**TEXTAUSZUG:**
——

Das überzeugendste Beispiel dafür, was die Tradition meint, wenn sie von der Schwere der Vergehen von Mozi Schem ra, Verleumdung, und Laschon hara, üble Nachrede, spricht, ist Shakespeares Tragödie Othello. Jago, ein hochrangiger Soldat, hegt einen bitteren Groll gegen Othello, einen maurischen General in der Armee Venedigs. Othello hat einen jüngeren Mann, Cassio, über den erfahreneren Jago befördert, der entschlossen ist, Rache zu nehmen. Er tut dies in einem langen und bösartigen Feldzug, in dessen Verlauf er unter anderem Othello dazu bringt, seine Frau Desdemona fälschlicherweise eines ehebrecherischen Verhältnisses mit Cassio zu verdächtigen.

——

**AUSGEWÄHLTE EINTRÄGE:**
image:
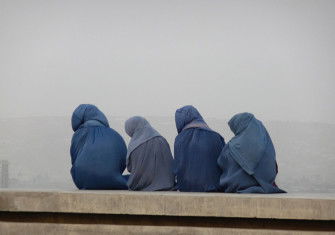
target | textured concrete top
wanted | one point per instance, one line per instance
(278, 206)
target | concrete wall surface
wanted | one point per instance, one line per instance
(128, 212)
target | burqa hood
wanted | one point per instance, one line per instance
(87, 112)
(186, 115)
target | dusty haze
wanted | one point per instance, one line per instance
(275, 59)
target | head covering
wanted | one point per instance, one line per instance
(140, 131)
(196, 148)
(87, 112)
(98, 153)
(248, 161)
(251, 138)
(189, 117)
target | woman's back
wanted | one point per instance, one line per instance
(196, 149)
(98, 154)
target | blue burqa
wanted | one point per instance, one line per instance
(98, 153)
(196, 151)
(248, 161)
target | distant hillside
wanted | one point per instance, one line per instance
(37, 149)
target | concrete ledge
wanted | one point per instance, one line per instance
(283, 206)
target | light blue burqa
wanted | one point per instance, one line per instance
(149, 158)
(248, 161)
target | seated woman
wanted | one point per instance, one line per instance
(149, 158)
(248, 160)
(98, 153)
(196, 151)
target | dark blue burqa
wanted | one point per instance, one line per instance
(248, 160)
(98, 153)
(196, 151)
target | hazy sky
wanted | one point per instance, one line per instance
(273, 58)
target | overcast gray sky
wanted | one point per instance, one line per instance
(273, 58)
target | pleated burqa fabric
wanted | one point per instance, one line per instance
(98, 153)
(248, 161)
(196, 151)
(149, 158)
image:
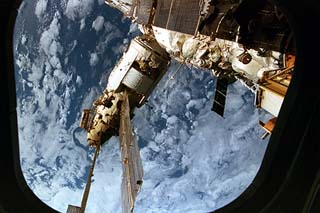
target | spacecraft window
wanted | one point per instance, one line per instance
(193, 159)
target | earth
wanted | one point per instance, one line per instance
(193, 159)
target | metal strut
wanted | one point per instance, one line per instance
(88, 185)
(76, 209)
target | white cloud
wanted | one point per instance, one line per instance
(41, 7)
(94, 59)
(49, 43)
(78, 9)
(97, 24)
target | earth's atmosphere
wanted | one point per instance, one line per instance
(194, 160)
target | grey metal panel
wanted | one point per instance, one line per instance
(178, 15)
(162, 13)
(131, 161)
(144, 9)
(220, 96)
(137, 81)
(73, 209)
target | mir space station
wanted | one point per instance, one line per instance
(236, 40)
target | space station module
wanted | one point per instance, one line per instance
(232, 41)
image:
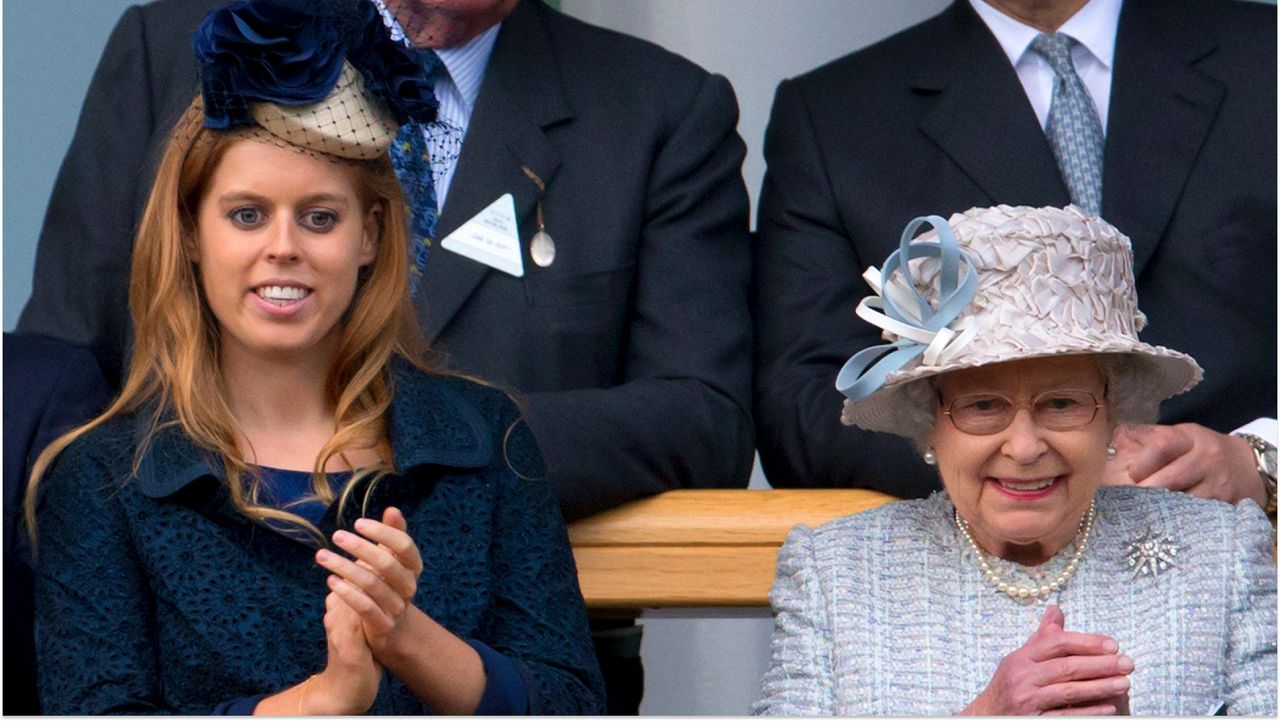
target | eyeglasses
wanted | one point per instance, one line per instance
(983, 414)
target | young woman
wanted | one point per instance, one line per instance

——

**AUFGABE:**
Beantworte diese Fragen zum Textauszug über Othello:
(a) Welches Werk gilt dort als das überzeugendste Beispiel für die Schwere von Verleumdung und übler Nachrede?
(b) Wen hat Othello über Jago befördert?
(c) Wessen soll Othello seine Frau Desdemona durch Jagos Zutun fälschlicherweise verdächtigen?

**ANTWORT:**
(a) Shakespeares Tragödie Othello
(b) Cassio, einen jüngeren Mann
(c) Eines ehebrecherischen Verhältnisses mit Cassio